TASK: Read through the data and report every line in which the word "below" occurs.

MATERIALS PROVIDED:
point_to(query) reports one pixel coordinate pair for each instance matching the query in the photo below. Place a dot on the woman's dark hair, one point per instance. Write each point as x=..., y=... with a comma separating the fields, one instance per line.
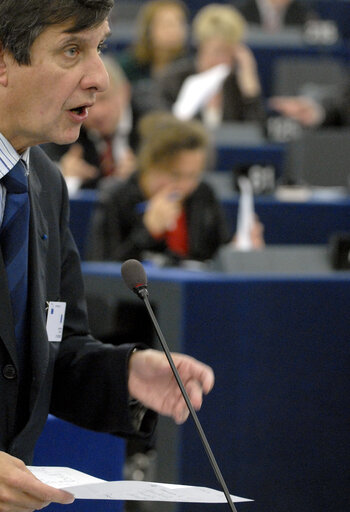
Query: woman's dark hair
x=21, y=22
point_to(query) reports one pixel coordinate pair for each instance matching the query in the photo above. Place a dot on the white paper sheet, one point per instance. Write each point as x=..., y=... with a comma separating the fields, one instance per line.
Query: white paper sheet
x=84, y=486
x=245, y=217
x=197, y=90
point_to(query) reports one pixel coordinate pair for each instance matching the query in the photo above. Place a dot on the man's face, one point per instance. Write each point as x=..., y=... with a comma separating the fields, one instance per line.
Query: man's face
x=108, y=110
x=48, y=100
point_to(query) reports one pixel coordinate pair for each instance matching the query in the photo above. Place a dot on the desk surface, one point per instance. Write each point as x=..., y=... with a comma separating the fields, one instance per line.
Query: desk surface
x=277, y=418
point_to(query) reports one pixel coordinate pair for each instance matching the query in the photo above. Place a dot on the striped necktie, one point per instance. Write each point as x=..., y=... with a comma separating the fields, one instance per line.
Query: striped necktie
x=14, y=236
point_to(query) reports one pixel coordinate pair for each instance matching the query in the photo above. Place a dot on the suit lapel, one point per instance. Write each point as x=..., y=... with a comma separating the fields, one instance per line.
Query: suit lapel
x=7, y=331
x=37, y=280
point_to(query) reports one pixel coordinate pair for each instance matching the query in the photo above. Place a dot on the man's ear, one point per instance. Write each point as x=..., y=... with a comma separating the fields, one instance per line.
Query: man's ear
x=3, y=67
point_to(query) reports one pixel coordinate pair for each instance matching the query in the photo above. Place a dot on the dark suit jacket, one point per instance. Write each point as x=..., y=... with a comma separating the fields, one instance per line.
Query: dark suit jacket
x=80, y=379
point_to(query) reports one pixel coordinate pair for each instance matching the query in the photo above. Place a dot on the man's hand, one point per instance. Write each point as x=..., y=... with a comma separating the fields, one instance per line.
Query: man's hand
x=21, y=491
x=151, y=381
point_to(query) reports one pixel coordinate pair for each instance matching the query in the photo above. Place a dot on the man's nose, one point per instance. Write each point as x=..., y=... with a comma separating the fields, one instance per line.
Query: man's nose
x=96, y=76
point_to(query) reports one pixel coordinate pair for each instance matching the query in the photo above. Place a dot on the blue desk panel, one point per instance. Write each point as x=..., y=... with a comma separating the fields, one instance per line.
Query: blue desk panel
x=230, y=156
x=310, y=222
x=99, y=455
x=278, y=417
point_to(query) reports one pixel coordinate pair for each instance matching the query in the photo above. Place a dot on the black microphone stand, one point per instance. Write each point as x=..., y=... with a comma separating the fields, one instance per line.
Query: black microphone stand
x=142, y=292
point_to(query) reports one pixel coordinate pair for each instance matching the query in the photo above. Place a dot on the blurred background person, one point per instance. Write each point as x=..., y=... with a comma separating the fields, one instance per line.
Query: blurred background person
x=164, y=208
x=331, y=110
x=162, y=27
x=275, y=15
x=218, y=31
x=103, y=147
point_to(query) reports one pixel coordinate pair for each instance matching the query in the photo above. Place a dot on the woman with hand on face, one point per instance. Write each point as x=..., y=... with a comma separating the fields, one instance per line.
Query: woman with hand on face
x=164, y=208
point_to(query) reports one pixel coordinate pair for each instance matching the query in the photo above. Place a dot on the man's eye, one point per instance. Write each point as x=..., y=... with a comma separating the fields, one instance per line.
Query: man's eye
x=72, y=52
x=101, y=47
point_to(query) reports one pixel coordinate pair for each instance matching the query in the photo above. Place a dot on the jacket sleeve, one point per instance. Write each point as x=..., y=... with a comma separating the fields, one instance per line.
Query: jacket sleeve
x=90, y=378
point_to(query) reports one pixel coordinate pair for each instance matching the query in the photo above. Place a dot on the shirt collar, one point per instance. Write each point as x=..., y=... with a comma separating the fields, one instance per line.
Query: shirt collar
x=9, y=156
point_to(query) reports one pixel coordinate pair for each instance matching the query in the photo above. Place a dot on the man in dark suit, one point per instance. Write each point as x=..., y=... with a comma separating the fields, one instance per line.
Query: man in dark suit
x=50, y=72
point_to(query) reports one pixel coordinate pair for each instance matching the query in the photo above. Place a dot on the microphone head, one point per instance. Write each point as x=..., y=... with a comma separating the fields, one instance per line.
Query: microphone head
x=134, y=276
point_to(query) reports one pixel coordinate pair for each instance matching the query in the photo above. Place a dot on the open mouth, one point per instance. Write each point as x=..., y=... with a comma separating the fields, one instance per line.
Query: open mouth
x=79, y=110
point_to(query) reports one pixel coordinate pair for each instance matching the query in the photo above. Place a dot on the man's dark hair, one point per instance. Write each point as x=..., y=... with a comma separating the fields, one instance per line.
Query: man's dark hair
x=21, y=22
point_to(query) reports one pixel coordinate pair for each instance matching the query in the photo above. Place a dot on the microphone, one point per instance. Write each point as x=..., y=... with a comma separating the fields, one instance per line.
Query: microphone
x=135, y=278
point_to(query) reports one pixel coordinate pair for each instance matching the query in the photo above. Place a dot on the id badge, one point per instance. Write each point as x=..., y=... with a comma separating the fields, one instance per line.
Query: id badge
x=55, y=320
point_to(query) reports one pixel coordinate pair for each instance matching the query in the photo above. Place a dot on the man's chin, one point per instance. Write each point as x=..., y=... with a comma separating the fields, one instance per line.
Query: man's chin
x=67, y=138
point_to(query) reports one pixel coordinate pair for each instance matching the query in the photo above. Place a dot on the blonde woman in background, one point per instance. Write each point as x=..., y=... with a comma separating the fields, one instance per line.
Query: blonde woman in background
x=218, y=32
x=162, y=28
x=164, y=208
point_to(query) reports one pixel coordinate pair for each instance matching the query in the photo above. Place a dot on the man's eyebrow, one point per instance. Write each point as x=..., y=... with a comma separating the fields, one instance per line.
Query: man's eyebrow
x=75, y=38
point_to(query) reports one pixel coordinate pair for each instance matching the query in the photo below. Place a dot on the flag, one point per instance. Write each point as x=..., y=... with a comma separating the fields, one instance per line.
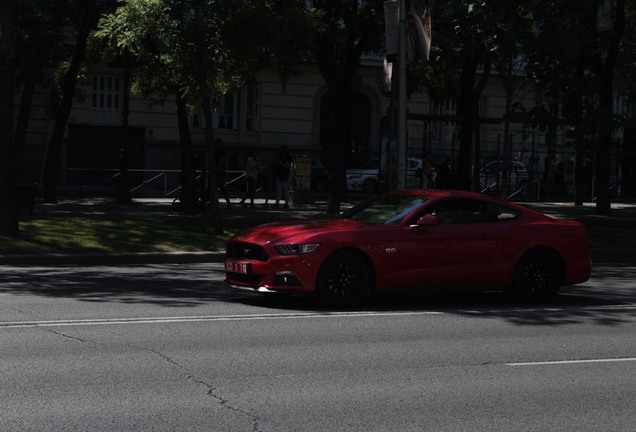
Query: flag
x=418, y=28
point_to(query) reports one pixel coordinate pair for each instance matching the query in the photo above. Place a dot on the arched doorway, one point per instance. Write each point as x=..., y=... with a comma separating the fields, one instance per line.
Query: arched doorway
x=360, y=146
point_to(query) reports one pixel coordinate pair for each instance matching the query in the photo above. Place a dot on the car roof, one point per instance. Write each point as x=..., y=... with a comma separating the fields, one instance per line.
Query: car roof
x=441, y=194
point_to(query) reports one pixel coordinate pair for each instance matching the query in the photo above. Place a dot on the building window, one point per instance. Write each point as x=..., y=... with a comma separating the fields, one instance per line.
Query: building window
x=106, y=99
x=238, y=111
x=442, y=130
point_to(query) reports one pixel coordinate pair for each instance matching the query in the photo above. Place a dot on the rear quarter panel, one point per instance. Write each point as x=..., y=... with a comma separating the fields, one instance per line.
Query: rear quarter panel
x=567, y=238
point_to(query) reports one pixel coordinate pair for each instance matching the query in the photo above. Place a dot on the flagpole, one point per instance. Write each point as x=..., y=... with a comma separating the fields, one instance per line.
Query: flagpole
x=401, y=126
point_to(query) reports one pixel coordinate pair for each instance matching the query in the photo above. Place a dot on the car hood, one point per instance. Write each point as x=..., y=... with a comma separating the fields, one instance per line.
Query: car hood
x=295, y=232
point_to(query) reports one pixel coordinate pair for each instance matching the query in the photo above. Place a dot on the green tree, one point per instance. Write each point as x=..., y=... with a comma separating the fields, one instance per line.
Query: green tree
x=465, y=37
x=577, y=52
x=341, y=33
x=81, y=17
x=194, y=50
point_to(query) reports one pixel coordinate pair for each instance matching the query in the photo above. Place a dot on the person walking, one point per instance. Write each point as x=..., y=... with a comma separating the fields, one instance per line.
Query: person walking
x=282, y=171
x=251, y=176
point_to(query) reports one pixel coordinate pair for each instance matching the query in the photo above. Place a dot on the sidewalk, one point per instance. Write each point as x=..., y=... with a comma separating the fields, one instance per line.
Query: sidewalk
x=160, y=207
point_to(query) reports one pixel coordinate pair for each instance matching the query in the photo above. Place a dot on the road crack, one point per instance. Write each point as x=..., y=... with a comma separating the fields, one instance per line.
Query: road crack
x=211, y=392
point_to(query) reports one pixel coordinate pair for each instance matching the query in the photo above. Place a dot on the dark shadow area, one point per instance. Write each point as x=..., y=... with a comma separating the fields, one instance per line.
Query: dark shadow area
x=609, y=298
x=163, y=285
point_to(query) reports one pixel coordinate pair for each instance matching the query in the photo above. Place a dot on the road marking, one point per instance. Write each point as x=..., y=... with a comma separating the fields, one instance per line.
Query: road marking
x=155, y=320
x=559, y=362
x=300, y=315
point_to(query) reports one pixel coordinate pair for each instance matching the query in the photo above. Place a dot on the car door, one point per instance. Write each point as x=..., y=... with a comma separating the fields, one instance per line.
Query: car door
x=462, y=250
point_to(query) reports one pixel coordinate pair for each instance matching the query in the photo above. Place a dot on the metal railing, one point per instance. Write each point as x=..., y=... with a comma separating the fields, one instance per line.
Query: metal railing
x=142, y=182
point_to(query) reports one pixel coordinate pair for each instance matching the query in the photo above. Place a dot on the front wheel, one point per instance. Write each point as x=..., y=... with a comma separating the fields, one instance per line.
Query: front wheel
x=344, y=279
x=538, y=276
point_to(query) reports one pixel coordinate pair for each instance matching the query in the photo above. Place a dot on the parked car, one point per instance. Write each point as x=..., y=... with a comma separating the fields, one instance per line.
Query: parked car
x=366, y=178
x=491, y=176
x=412, y=240
x=369, y=176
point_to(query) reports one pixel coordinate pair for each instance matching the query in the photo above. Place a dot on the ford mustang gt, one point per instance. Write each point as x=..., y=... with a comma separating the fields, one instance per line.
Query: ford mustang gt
x=413, y=240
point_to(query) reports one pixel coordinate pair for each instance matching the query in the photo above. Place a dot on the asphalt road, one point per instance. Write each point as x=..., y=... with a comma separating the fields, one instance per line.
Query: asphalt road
x=169, y=348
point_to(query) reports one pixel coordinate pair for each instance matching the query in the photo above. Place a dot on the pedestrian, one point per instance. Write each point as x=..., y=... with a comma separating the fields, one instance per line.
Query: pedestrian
x=220, y=157
x=282, y=171
x=443, y=174
x=251, y=176
x=427, y=172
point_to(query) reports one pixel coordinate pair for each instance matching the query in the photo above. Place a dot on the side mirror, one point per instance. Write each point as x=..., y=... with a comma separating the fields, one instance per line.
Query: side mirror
x=427, y=220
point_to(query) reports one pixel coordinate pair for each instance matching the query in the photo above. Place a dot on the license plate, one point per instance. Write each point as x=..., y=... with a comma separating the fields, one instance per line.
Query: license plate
x=236, y=267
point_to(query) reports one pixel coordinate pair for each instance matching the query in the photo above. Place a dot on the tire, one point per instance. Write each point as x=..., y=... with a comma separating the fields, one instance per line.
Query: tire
x=538, y=276
x=370, y=186
x=344, y=280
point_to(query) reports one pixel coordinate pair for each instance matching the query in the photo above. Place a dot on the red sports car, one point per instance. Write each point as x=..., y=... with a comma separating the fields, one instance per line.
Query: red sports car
x=413, y=240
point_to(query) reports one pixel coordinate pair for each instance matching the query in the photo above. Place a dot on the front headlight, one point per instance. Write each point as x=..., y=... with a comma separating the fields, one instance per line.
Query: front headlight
x=297, y=249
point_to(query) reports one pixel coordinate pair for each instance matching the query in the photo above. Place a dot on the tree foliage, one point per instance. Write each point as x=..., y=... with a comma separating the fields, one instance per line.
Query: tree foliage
x=341, y=32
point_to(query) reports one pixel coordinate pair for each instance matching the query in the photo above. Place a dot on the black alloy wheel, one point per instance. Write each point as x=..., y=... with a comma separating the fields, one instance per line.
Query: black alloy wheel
x=538, y=275
x=344, y=279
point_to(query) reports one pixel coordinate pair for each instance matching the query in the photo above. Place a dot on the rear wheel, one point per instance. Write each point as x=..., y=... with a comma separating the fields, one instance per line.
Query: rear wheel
x=538, y=275
x=344, y=279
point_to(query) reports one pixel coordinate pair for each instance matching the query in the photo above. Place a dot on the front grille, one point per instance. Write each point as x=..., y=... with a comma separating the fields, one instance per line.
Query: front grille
x=248, y=279
x=246, y=251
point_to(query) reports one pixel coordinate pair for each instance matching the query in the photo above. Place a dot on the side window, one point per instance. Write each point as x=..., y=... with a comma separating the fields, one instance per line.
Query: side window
x=500, y=213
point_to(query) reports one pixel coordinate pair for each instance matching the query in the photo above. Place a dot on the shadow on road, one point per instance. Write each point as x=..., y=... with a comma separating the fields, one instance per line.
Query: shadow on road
x=610, y=290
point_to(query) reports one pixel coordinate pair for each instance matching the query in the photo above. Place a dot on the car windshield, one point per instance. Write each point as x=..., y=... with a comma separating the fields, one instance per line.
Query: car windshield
x=388, y=209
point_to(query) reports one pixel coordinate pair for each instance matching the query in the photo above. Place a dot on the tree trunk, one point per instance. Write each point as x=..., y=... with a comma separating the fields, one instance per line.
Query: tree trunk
x=606, y=103
x=188, y=182
x=8, y=211
x=89, y=19
x=209, y=143
x=465, y=107
x=123, y=189
x=24, y=115
x=338, y=148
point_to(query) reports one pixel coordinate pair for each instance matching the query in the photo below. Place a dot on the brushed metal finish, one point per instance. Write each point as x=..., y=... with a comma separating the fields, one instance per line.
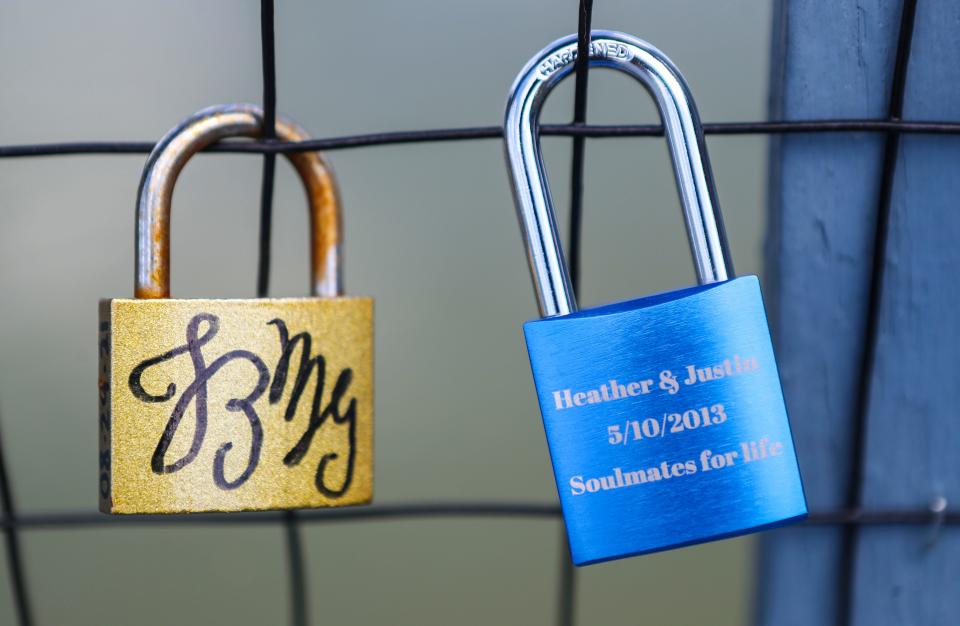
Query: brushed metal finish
x=624, y=344
x=192, y=135
x=684, y=136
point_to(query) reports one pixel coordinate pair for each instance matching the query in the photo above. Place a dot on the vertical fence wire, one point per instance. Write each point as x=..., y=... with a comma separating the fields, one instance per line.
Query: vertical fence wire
x=291, y=525
x=891, y=149
x=567, y=589
x=852, y=518
x=18, y=579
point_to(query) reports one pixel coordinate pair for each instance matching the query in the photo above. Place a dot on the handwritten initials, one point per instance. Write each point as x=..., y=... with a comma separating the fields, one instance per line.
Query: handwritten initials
x=196, y=393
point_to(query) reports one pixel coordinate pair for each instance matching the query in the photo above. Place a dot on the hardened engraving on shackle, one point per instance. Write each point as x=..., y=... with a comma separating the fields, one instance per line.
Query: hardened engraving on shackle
x=684, y=137
x=229, y=405
x=664, y=415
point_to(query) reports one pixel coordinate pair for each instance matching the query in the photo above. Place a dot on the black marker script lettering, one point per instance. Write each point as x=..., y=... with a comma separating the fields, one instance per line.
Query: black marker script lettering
x=318, y=416
x=196, y=392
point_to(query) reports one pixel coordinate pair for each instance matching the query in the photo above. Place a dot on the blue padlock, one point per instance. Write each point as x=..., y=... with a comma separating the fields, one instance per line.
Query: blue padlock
x=664, y=415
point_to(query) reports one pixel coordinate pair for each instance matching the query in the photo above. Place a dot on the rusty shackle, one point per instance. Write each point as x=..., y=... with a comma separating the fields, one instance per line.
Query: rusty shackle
x=152, y=279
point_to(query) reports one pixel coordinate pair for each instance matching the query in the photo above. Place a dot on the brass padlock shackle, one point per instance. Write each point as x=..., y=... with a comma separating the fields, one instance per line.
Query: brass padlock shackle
x=684, y=135
x=192, y=135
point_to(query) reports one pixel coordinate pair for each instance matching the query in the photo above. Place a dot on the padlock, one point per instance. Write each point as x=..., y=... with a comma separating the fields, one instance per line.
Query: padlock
x=229, y=405
x=664, y=415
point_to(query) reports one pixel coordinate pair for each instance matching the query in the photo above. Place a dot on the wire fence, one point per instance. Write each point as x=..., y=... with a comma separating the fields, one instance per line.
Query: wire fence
x=851, y=518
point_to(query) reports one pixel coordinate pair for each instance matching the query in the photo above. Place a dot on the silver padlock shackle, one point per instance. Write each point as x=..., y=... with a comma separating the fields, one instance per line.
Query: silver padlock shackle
x=684, y=136
x=152, y=278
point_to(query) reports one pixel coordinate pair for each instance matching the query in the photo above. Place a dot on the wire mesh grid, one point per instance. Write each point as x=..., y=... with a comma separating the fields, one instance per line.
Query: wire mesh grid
x=850, y=518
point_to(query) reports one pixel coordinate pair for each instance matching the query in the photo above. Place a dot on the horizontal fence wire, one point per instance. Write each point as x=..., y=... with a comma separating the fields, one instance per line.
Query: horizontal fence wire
x=596, y=131
x=376, y=512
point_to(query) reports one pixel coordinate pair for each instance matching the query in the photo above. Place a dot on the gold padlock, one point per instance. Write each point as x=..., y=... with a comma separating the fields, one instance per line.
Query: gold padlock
x=230, y=405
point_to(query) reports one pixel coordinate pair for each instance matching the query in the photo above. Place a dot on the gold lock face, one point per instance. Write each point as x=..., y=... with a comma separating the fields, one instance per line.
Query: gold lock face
x=231, y=405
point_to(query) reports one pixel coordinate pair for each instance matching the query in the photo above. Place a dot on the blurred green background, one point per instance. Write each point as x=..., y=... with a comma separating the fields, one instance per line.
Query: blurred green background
x=430, y=232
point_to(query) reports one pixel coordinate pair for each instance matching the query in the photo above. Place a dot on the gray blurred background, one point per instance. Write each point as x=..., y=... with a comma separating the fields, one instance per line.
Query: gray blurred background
x=431, y=234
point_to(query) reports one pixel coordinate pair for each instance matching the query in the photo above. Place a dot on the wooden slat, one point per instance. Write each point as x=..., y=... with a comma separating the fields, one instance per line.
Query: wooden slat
x=831, y=59
x=912, y=454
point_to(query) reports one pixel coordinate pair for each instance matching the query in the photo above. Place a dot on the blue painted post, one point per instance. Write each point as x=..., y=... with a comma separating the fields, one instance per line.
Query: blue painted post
x=836, y=60
x=831, y=60
x=911, y=575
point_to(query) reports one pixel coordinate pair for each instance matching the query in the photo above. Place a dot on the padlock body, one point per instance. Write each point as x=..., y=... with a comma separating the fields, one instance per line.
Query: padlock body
x=229, y=405
x=665, y=421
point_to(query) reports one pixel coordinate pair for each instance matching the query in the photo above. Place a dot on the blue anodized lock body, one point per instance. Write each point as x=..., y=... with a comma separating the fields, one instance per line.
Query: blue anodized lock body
x=664, y=415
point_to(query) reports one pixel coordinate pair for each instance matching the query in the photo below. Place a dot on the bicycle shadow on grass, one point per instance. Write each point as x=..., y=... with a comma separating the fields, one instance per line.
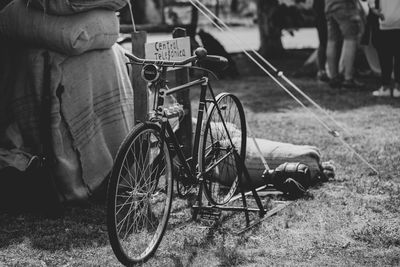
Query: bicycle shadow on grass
x=78, y=227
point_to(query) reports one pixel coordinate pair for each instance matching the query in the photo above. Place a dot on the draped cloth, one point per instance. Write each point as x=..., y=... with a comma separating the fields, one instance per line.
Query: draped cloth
x=91, y=102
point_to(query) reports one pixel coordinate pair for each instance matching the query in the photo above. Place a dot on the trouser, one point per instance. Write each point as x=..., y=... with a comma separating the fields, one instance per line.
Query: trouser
x=388, y=47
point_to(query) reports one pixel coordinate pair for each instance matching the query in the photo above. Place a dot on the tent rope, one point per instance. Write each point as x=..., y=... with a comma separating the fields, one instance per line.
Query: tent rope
x=240, y=44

OUTPUT OF THE TASK:
point_to(query) reports one pixel coordinate pair for each instance matching the query in the photo below. Place a dot on the woman's dark hair, one point per instance. Write each point as x=..., y=... with a comma separating the fields, one instance per line.
point_to(query) reports one pixel coordinate pair for each instance matching the query in the photo below. Place a dot on the flag, one point per instance. Write each point as x=..., y=... with a comma separating the fields, one instance per line.
point_to(query) reports one pixel coordinate pair for each instance matching the query in the photo below. Place a dot on the brushed metal finish, one point per instance. Write each point as x=..., y=... with a comma separating the fields, one instance per line.
point_to(query) reports one pixel coordinate pair for each instance matching the query in the photo below. Place a dot on the bicycle shadow on grass, one point per instance. Write each point as x=..., y=... with a comma separating the fields, one instance per line.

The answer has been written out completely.